**WHAT YOU HAVE TO DO:** Collect every line in the material below that contains the string "mast", copying each line in full. Case counts.
—————
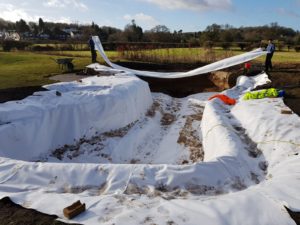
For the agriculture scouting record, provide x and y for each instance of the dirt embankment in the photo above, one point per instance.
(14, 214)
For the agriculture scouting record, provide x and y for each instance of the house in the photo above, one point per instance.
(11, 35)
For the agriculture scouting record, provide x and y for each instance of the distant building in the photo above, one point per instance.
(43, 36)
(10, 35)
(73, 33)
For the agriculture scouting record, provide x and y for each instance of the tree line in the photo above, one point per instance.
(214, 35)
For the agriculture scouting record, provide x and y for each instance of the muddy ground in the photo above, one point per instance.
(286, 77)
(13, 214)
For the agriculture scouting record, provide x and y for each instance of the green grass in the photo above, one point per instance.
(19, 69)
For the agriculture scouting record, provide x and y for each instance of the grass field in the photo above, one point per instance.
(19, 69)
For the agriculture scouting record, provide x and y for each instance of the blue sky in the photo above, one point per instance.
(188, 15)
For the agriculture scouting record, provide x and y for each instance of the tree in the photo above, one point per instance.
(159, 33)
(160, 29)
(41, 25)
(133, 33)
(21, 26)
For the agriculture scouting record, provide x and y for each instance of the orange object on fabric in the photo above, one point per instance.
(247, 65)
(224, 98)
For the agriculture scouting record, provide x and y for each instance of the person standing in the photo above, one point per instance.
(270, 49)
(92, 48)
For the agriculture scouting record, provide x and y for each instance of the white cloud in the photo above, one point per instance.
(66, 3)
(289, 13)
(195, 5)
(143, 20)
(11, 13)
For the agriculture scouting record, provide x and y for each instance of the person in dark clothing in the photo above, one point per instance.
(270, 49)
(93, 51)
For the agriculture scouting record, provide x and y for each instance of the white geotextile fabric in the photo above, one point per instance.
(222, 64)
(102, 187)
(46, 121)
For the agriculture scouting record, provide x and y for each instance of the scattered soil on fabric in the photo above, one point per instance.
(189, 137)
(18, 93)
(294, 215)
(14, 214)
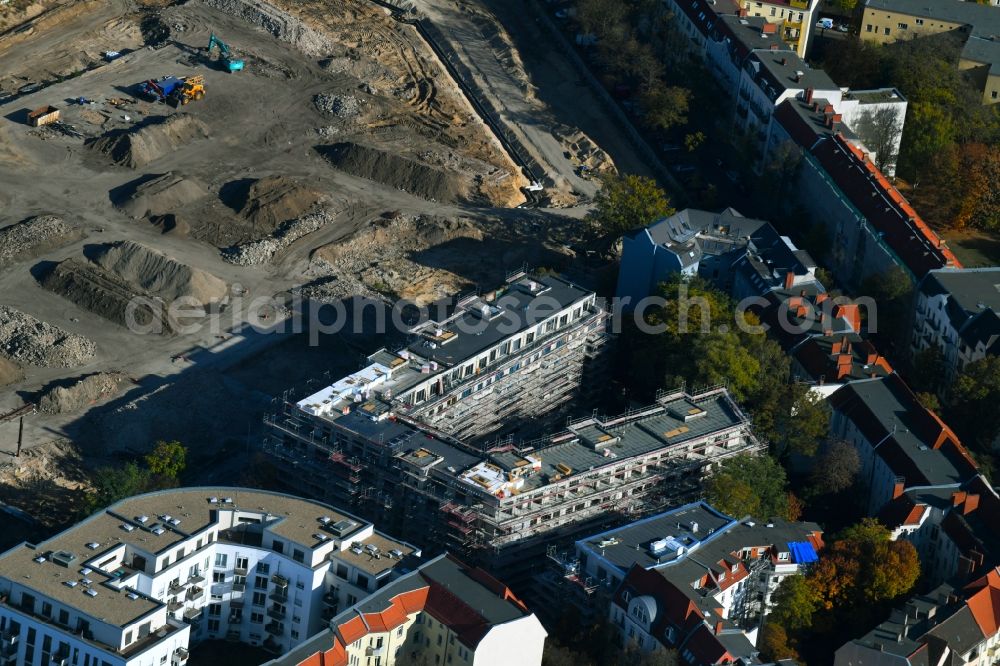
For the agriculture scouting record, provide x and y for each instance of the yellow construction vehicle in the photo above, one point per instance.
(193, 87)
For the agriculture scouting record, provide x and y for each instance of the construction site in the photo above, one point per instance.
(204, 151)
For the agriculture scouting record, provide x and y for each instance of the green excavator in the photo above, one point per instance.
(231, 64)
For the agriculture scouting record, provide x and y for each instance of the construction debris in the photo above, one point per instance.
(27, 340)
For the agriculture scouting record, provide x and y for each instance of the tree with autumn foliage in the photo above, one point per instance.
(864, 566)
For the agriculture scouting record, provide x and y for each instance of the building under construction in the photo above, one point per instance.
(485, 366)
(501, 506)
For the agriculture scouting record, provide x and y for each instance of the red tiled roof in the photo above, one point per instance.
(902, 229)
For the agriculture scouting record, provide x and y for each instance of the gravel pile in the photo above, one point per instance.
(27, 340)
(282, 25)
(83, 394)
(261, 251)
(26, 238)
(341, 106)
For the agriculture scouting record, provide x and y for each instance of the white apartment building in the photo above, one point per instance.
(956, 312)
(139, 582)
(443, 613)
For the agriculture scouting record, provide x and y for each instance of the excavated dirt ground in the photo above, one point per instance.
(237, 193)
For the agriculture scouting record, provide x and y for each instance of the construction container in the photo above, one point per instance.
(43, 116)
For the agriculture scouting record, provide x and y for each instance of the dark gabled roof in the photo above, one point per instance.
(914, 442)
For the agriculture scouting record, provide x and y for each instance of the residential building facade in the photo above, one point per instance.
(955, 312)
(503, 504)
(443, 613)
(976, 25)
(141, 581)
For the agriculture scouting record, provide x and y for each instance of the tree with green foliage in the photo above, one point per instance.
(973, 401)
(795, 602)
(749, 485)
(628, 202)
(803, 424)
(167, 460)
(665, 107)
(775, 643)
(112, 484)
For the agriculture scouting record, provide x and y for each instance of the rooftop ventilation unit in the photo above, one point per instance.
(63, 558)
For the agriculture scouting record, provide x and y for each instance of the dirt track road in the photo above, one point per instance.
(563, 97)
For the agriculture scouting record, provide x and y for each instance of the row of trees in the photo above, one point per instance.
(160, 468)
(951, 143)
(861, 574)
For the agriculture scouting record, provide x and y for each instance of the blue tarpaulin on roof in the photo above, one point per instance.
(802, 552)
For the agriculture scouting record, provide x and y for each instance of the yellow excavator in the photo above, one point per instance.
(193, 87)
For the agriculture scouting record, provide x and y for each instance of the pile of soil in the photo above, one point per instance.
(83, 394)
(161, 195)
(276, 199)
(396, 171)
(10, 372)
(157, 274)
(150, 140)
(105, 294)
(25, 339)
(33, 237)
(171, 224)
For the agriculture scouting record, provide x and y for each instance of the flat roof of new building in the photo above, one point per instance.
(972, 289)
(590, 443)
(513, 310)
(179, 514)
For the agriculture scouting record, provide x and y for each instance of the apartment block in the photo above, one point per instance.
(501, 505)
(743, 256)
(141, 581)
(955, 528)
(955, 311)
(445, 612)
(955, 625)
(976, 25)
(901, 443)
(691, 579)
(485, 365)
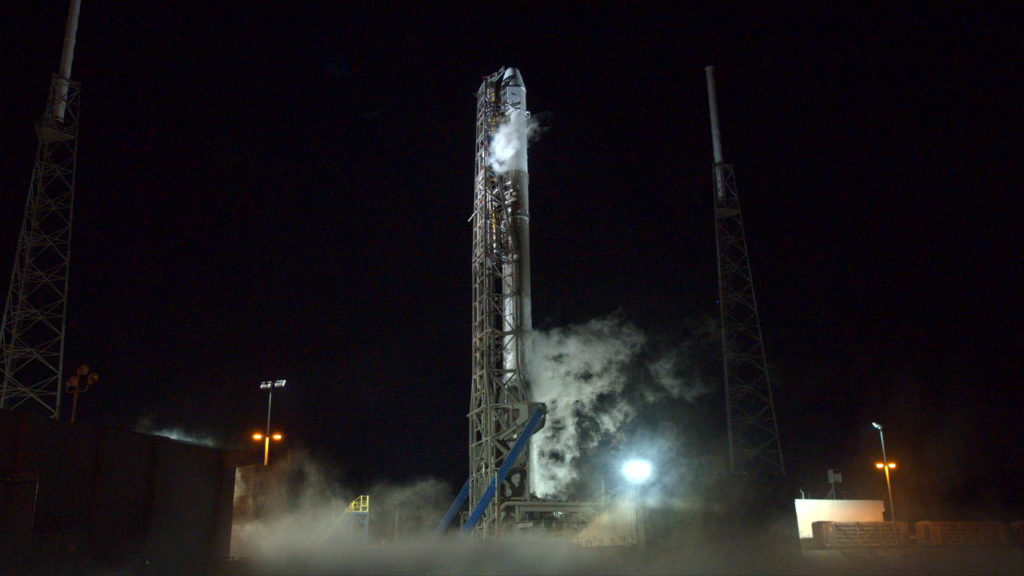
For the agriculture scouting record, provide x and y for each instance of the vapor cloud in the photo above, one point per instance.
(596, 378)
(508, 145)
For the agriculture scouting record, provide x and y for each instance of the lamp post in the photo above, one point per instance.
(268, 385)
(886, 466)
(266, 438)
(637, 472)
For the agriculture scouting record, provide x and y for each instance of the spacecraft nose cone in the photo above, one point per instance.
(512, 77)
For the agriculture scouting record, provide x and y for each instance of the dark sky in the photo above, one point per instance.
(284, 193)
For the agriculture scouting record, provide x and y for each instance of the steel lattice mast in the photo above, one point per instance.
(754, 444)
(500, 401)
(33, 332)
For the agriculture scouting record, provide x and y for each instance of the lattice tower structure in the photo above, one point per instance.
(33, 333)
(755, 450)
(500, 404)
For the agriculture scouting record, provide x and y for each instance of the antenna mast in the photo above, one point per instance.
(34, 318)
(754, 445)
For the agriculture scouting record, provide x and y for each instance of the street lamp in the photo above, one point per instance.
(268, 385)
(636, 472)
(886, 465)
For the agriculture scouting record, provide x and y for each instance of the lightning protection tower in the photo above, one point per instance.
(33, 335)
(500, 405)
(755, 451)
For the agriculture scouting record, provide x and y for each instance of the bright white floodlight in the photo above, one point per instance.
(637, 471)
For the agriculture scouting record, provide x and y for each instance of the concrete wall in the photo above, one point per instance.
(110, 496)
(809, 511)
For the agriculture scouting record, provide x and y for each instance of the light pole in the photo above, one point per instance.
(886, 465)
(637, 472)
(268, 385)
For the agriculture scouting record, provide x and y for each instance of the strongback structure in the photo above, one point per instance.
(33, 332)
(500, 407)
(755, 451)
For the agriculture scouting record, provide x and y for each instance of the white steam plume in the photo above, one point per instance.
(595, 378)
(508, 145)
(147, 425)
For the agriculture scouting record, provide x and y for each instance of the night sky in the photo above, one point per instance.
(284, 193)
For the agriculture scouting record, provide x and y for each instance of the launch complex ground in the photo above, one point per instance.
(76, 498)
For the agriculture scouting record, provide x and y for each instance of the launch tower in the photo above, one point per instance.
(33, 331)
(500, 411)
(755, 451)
—————
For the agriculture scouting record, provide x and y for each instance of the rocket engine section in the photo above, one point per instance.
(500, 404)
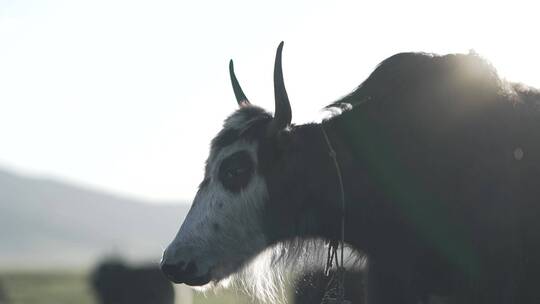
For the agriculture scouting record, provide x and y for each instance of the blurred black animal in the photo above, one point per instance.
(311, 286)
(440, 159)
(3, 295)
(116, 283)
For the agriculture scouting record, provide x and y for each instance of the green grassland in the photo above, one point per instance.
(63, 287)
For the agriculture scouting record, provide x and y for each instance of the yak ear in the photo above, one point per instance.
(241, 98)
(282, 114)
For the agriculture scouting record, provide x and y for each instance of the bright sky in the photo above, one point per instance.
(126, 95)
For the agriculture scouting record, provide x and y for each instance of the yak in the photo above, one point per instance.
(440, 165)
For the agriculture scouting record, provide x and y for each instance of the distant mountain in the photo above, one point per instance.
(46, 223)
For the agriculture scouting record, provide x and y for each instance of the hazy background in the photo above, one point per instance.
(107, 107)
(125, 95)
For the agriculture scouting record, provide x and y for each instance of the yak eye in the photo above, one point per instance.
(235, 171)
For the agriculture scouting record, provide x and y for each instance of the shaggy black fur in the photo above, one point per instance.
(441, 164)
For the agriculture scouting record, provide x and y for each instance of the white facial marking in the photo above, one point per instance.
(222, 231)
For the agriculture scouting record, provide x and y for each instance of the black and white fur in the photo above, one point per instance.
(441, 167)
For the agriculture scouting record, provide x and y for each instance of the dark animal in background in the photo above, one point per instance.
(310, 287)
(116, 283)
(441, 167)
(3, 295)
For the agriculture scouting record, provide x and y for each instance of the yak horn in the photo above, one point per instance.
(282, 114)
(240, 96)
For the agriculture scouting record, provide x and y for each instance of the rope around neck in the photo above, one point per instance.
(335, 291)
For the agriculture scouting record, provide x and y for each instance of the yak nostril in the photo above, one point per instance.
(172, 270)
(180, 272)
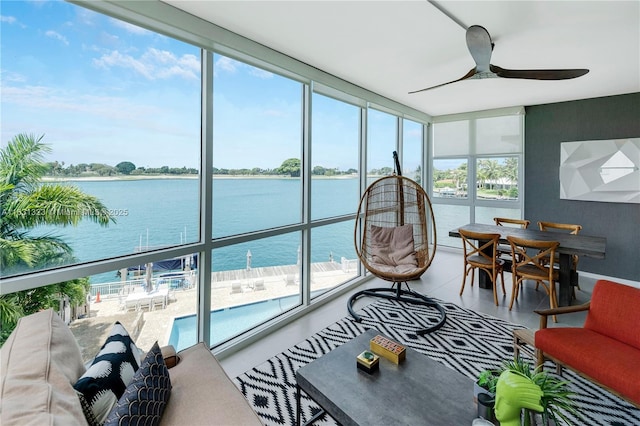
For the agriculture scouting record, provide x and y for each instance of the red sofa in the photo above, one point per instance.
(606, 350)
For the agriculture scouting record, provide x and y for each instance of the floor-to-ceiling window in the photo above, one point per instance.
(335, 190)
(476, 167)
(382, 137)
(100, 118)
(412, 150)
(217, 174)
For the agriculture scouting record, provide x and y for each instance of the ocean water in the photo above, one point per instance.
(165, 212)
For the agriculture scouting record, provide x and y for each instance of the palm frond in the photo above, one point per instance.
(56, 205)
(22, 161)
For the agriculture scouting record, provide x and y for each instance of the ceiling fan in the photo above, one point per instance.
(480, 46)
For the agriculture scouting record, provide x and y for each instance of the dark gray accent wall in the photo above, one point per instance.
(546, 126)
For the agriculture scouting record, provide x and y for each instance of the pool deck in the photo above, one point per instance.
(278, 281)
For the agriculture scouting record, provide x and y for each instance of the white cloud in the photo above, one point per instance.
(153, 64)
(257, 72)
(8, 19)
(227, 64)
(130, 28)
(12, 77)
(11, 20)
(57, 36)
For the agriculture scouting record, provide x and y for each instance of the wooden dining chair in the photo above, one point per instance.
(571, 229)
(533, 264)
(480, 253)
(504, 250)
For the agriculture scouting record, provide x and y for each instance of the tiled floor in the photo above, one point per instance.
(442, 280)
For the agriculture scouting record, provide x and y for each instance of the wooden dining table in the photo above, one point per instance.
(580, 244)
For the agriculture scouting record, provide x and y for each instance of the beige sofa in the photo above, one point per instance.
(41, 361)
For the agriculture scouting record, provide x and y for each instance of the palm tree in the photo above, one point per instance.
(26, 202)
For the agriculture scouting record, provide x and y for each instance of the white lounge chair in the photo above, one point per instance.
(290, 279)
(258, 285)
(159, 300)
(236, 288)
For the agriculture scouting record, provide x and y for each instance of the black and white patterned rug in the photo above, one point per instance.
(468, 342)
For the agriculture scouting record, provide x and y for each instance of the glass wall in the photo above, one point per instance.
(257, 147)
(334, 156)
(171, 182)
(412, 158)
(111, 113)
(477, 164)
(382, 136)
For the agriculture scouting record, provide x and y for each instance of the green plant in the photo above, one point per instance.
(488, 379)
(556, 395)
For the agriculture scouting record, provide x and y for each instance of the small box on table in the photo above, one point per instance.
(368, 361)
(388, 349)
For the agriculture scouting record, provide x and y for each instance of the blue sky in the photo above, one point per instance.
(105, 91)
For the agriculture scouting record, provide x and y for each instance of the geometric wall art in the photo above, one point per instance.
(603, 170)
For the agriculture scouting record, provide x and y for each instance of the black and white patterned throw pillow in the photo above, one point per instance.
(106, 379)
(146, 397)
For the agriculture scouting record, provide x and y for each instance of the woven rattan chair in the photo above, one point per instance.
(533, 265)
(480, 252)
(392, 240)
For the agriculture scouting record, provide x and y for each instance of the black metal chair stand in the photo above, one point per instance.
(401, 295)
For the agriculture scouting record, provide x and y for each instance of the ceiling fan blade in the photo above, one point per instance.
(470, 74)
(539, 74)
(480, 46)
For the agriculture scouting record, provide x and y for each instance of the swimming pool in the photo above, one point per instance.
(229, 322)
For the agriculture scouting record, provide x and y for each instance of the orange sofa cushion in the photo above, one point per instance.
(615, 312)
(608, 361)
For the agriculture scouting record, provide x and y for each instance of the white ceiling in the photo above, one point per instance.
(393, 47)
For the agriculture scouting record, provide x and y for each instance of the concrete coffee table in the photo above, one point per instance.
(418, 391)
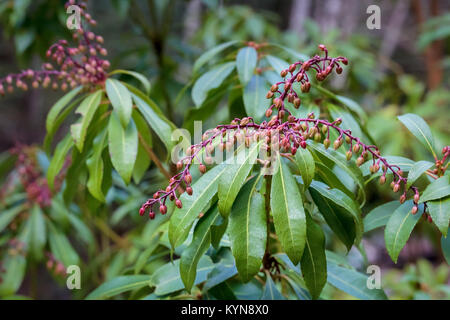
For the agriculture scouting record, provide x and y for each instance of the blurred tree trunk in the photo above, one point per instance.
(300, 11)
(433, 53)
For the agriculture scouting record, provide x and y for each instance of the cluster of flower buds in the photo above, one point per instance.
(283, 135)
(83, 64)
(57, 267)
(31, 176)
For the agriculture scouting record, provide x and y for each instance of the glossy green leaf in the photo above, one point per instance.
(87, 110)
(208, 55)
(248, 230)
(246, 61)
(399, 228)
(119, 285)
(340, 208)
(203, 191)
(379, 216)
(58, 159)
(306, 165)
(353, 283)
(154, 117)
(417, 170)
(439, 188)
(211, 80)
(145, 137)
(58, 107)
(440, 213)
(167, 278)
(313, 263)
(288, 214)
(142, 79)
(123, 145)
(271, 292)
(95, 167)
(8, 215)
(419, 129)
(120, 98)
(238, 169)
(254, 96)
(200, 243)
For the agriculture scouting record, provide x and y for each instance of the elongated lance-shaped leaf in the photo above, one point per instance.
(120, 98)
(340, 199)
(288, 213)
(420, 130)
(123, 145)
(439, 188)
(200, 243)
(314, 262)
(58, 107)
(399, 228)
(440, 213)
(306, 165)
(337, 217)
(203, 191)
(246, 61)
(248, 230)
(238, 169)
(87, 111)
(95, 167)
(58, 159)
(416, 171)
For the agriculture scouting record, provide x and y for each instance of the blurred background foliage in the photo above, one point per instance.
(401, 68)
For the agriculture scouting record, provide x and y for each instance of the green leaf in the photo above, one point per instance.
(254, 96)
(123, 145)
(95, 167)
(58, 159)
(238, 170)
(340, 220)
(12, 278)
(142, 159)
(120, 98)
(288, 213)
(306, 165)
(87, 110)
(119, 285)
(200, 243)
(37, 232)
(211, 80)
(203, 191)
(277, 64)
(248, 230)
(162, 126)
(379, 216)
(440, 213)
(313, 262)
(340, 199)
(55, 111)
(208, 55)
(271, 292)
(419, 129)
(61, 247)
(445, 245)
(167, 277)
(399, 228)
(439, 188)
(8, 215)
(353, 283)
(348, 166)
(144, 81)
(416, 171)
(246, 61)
—————
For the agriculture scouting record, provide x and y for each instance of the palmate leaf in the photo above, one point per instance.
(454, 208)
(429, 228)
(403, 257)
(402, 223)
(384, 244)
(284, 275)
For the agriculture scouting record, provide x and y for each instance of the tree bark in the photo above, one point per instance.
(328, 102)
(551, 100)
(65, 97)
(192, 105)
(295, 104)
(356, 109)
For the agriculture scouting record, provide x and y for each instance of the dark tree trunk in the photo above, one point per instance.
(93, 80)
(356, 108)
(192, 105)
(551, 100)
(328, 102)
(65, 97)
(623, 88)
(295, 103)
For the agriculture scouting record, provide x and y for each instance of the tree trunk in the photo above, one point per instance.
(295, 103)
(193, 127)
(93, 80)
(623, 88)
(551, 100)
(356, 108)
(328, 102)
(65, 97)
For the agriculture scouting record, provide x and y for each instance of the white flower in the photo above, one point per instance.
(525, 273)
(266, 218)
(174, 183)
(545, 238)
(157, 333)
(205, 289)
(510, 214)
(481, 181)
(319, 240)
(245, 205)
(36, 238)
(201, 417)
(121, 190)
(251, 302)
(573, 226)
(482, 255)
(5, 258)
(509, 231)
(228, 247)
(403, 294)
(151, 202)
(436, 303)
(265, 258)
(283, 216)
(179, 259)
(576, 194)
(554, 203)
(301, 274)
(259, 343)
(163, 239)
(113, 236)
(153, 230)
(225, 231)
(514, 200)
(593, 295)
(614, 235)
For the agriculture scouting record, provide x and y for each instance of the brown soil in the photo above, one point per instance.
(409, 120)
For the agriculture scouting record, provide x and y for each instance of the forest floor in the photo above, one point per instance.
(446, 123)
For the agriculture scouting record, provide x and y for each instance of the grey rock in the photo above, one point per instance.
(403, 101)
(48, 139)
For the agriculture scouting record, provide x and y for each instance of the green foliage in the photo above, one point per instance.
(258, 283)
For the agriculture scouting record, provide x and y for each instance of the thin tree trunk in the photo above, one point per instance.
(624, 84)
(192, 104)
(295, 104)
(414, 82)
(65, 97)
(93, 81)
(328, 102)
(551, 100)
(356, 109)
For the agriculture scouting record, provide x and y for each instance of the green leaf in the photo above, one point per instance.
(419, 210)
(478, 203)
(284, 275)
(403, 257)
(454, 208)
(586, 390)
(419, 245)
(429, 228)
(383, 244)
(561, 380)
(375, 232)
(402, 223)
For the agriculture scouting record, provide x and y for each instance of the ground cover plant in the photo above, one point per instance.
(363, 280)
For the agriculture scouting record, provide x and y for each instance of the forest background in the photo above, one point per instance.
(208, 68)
—————
**WRITTEN RESPONSE:**
For the agriculture scouting record, provide x and y for each instance of the steel lattice mast in the photo above, one point per instance.
For the agriculture scouting record, provide x and y for each instance of the antenna mast in the photo above, one point per instance.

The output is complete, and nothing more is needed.